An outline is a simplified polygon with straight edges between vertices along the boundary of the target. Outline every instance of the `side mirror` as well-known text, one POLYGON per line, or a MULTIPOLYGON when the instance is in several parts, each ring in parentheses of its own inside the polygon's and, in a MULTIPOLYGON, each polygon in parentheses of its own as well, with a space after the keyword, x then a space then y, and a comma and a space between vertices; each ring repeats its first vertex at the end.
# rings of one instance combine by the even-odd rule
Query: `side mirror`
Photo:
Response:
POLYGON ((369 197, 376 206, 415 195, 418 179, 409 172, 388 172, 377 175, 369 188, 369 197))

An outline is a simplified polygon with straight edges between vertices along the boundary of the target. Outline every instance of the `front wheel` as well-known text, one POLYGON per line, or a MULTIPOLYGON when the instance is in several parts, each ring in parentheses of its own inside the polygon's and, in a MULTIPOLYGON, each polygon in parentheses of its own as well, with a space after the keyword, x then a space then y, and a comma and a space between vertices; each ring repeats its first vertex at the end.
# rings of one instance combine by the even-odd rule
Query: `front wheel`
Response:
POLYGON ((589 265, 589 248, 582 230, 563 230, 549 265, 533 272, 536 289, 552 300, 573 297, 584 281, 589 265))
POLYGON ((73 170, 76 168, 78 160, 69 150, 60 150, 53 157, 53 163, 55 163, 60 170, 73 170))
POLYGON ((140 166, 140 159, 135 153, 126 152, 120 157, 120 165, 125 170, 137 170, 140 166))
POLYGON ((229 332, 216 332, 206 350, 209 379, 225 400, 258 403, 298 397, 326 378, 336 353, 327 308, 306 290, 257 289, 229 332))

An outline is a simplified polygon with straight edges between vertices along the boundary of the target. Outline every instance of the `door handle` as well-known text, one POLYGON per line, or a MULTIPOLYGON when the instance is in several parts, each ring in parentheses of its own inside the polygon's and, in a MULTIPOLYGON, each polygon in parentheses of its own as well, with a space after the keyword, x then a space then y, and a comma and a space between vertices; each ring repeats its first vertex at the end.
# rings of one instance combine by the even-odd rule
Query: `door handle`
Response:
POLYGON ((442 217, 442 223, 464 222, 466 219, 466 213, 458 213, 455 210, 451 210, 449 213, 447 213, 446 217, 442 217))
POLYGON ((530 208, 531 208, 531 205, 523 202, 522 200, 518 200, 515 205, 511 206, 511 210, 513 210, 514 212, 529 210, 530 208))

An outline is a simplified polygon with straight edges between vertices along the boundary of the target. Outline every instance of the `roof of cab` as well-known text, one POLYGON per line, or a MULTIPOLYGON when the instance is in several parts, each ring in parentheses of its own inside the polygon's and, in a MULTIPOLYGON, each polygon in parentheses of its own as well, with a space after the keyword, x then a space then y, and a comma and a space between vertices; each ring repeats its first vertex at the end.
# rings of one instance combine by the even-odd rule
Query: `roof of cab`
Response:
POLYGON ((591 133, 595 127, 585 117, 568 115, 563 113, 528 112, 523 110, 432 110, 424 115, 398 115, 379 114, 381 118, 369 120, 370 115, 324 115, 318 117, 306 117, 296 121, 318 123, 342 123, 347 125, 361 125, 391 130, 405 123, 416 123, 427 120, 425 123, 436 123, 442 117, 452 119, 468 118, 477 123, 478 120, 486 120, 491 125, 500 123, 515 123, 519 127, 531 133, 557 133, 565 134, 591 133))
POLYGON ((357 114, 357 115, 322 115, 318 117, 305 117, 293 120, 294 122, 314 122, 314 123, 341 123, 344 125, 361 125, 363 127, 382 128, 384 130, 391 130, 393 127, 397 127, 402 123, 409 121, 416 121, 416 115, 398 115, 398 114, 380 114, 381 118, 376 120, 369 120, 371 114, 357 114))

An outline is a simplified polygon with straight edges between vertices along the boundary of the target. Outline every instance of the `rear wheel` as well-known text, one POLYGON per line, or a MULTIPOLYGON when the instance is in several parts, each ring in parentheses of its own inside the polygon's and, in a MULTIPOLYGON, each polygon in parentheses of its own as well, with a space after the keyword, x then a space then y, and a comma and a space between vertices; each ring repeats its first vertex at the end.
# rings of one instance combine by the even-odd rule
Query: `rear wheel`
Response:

◆ **What the task asks**: When you answer, output all of the material exactly as it appears above.

◆ **Response to this task**:
An outline is a simplified polygon with straight edges between vertices along the boundary of the target. Outline every instance of the `side mirror` as well-known text, one POLYGON per line, or a MULTIPOLYGON when the instance is in several parts, each ring in parentheses of its own inside the polygon's and, in a MULTIPOLYGON, each polygon in parentheses of its own as well, with a space after the keyword, x then a space then y, and a comma and a space between vertices; each ring repeats its first vertex at the end.
# rings of one instance combine by the even-odd rule
Query: `side mirror`
Photo:
Response:
POLYGON ((369 197, 376 206, 415 195, 418 179, 409 172, 388 172, 377 175, 369 188, 369 197))

An outline is a simplified polygon with straight edges between vertices along the boundary of the target. Outline every instance of the `front wheel` as well-known text, one POLYGON per line, or a MULTIPOLYGON when the instance is in several parts, each ring in parentheses of its own inside the polygon's and, in a MULTIPOLYGON, each polygon in parentheses of its own as well, with a space after the keyword, x then a space then y, and a comma and a space between vertices; each ring repeats its first vertex at the end.
# rings of one instance combine by the even-odd rule
Query: `front wheel`
Response:
POLYGON ((589 265, 589 248, 582 230, 563 230, 549 265, 533 272, 536 289, 552 300, 573 297, 584 281, 589 265))
POLYGON ((73 170, 76 168, 78 160, 69 150, 60 150, 53 157, 53 163, 55 163, 60 170, 73 170))
POLYGON ((140 166, 140 159, 135 153, 126 152, 120 157, 120 165, 125 170, 137 170, 140 166))
POLYGON ((229 332, 216 332, 206 350, 209 379, 225 400, 258 403, 298 397, 326 378, 336 353, 327 308, 306 290, 257 289, 229 332))

An outline is a simplified polygon with straight edges between vertices along the boundary of the target. Outline every instance of the `door handle` as well-known text, one POLYGON per line, or a MULTIPOLYGON when the instance is in several parts, each ring in parentheses of its own inside the polygon's and, in a MULTIPOLYGON, each polygon in parentheses of its own as well, with a space after the keyword, x then a space then y, and a comma and a space between vertices; each ring repeats its first vertex at the end.
# rings of one instance combine by the even-odd rule
Query: `door handle`
Response:
POLYGON ((442 217, 442 223, 464 222, 466 219, 466 213, 458 213, 455 210, 451 210, 449 213, 447 213, 446 217, 442 217))
POLYGON ((530 208, 531 208, 531 205, 523 202, 522 200, 518 200, 515 205, 511 206, 511 210, 513 210, 514 212, 529 210, 530 208))

An outline is a simplified polygon with straight edges between vertices along the boundary of the target. Outline every instance of the `roof of cab` as well-known text, one POLYGON per line, or a MULTIPOLYGON when the instance is in several parts, each ring in parentheses of its own inside the polygon's and, in a MULTIPOLYGON, each polygon in parentheses of its own as well, with a space after the keyword, x then a space then y, and a comma and a space between vertices; each ring repeats its first vertex at the end.
# rings of one instance combine by the even-odd rule
Query: `roof of cab`
Response:
POLYGON ((591 133, 595 127, 585 117, 568 115, 563 113, 528 112, 523 110, 432 110, 424 115, 398 115, 379 114, 381 118, 369 120, 370 115, 324 115, 318 117, 306 117, 296 121, 318 123, 342 123, 347 125, 361 125, 391 130, 405 123, 416 123, 427 120, 425 123, 436 123, 442 117, 452 119, 468 118, 477 123, 478 120, 486 120, 491 125, 500 123, 515 123, 519 127, 531 133, 557 133, 565 134, 591 133))
POLYGON ((357 114, 357 115, 322 115, 318 117, 305 117, 293 120, 294 122, 314 122, 314 123, 341 123, 344 125, 361 125, 363 127, 382 128, 384 130, 391 130, 393 127, 397 127, 402 123, 409 121, 416 121, 416 115, 398 115, 398 114, 380 114, 381 118, 376 120, 369 120, 371 114, 357 114))

An outline is a simplified polygon with straight edges between vertices along the boundary of the target. Outline every instance of the `rear wheel` as well-known text, one POLYGON per line, or a MULTIPOLYGON when the instance is in several parts, each ring in parentheses of its own inside the polygon's and, in a MULTIPOLYGON, each polygon in parentheses of its own as well, with a space after the keyword, x then a space then y, and a comma and a space between vertices; each ring repeats its first vertex at the end.
# rings of one instance combine by the even-odd rule
Query: `rear wheel`
Response:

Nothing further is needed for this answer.